Rescale the records starting at the line containing "Identify the sign" and ending at the line containing "<point>170,183</point>", writing out only those lines with the requests and their sample points unchanged. Multiply each point coordinate in the answers by 2.1 and round it to a whole number, with halves rounded up.

* START Stored records *

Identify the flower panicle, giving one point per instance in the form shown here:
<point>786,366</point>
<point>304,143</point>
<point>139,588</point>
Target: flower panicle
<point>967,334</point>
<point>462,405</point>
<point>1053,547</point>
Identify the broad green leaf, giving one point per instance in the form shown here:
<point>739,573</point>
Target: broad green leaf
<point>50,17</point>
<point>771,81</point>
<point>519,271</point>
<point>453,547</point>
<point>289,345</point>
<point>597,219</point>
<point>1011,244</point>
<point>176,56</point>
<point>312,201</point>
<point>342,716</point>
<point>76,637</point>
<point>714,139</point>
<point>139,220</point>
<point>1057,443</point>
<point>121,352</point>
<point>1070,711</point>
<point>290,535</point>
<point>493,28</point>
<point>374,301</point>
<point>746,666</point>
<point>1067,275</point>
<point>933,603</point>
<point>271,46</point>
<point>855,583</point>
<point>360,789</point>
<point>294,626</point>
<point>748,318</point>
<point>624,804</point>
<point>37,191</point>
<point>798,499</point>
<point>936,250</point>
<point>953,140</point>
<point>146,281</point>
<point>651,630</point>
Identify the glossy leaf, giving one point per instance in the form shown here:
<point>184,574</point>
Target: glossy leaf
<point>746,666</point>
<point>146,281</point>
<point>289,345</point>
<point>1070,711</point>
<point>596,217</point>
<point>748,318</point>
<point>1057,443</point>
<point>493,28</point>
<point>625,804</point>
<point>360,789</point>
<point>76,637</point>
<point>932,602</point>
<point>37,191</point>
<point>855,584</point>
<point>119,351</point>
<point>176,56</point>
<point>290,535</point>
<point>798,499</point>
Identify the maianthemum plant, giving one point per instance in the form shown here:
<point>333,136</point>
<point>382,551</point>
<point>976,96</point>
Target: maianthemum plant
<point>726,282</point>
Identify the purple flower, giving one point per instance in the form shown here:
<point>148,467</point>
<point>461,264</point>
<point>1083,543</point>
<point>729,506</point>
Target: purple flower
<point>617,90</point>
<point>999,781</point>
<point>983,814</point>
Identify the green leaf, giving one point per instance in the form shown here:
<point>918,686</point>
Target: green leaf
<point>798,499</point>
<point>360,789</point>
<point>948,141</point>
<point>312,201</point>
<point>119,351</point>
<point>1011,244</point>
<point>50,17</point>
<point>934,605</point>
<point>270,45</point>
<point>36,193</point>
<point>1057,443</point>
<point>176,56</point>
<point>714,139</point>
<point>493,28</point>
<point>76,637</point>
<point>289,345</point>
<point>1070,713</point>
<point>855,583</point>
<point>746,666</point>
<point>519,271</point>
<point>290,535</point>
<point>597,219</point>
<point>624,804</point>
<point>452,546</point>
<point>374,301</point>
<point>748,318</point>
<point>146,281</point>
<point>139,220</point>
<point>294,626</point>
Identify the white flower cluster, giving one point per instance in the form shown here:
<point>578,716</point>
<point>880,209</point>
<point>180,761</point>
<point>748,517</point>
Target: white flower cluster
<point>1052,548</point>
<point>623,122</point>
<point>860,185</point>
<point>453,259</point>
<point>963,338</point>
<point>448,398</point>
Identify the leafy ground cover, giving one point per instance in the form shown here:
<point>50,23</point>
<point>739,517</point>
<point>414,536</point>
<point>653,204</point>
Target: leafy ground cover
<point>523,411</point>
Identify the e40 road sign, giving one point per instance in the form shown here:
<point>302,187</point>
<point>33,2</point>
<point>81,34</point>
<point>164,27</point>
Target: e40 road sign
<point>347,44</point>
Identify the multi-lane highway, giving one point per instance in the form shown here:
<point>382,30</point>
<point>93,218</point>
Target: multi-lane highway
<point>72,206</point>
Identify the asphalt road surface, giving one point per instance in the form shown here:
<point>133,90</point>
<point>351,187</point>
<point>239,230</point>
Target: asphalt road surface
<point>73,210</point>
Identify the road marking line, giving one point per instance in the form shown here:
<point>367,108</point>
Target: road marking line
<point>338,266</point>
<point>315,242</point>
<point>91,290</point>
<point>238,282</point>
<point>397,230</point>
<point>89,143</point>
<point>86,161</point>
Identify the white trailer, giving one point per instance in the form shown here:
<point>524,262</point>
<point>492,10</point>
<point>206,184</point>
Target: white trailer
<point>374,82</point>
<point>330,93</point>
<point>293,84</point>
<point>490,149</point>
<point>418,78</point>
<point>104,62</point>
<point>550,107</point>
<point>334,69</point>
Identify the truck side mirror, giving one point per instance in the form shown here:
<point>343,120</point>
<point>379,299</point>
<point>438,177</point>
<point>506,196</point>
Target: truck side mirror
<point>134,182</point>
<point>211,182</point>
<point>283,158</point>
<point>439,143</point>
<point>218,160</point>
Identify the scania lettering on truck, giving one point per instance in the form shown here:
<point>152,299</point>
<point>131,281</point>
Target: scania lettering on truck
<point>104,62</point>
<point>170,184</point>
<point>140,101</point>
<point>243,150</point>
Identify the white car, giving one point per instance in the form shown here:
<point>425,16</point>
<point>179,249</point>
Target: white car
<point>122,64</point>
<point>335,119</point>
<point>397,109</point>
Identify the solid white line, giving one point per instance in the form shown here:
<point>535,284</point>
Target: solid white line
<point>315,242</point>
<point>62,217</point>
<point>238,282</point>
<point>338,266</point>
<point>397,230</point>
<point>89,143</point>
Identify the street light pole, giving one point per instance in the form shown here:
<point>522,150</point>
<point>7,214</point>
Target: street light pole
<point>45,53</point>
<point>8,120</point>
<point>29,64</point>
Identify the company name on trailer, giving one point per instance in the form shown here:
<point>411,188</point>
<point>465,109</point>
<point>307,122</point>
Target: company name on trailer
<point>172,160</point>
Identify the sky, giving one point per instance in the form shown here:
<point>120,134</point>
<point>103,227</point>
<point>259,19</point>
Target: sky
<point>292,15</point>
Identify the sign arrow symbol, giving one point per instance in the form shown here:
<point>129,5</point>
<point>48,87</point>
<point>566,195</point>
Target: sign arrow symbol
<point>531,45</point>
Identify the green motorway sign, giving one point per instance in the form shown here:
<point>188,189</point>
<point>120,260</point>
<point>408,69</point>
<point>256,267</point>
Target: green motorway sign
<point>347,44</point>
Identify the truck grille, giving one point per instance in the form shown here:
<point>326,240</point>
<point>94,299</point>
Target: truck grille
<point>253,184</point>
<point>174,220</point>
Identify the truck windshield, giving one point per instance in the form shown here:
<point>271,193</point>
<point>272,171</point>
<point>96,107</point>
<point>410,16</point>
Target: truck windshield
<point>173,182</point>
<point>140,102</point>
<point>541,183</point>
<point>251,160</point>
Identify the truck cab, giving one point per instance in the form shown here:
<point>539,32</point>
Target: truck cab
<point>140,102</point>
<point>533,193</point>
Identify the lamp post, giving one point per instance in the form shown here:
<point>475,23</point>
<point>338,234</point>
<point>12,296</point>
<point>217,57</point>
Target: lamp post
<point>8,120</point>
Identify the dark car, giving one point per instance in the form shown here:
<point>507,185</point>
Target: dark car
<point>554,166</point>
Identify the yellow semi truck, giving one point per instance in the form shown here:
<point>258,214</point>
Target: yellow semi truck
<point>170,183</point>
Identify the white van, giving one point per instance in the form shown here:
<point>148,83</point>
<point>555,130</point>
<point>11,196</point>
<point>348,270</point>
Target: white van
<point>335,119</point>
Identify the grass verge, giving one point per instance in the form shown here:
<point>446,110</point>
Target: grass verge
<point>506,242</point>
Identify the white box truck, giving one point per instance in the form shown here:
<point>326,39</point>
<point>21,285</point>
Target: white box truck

* END Stored records *

== Complete answer ==
Identify the sign arrow symbol, giving one point per instance in the form shown here:
<point>129,5</point>
<point>48,87</point>
<point>566,195</point>
Target: sign arrow symbol
<point>1115,95</point>
Identify the green motorway sign, giving one point per instance in the form shown here:
<point>188,189</point>
<point>120,260</point>
<point>408,69</point>
<point>256,267</point>
Target: green motorway sign
<point>729,92</point>
Identify the truck grille, giving one point per instance in the form shown here:
<point>326,240</point>
<point>94,299</point>
Target: truck grille
<point>531,386</point>
<point>365,462</point>
Identify the truck windshield, giving one point per instance in the form shown here:
<point>271,193</point>
<point>272,171</point>
<point>96,107</point>
<point>410,16</point>
Target: truck windshield
<point>363,382</point>
<point>294,214</point>
<point>1136,384</point>
<point>527,336</point>
Identify the truck cab, giving one point per instance in the form shown here:
<point>539,32</point>
Target: truck cab
<point>294,214</point>
<point>1119,405</point>
Identify the lamp post, giving one point per instance in the form shown here:
<point>475,23</point>
<point>338,234</point>
<point>12,296</point>
<point>217,57</point>
Target: lamp post
<point>17,252</point>
Identify the dark car, giving one point per instance in the form shown here:
<point>507,185</point>
Target: dark car
<point>1163,349</point>
Identify the yellow semi truck, giving one point per instance in the form shown here:
<point>258,214</point>
Target: yellow semi truck
<point>357,384</point>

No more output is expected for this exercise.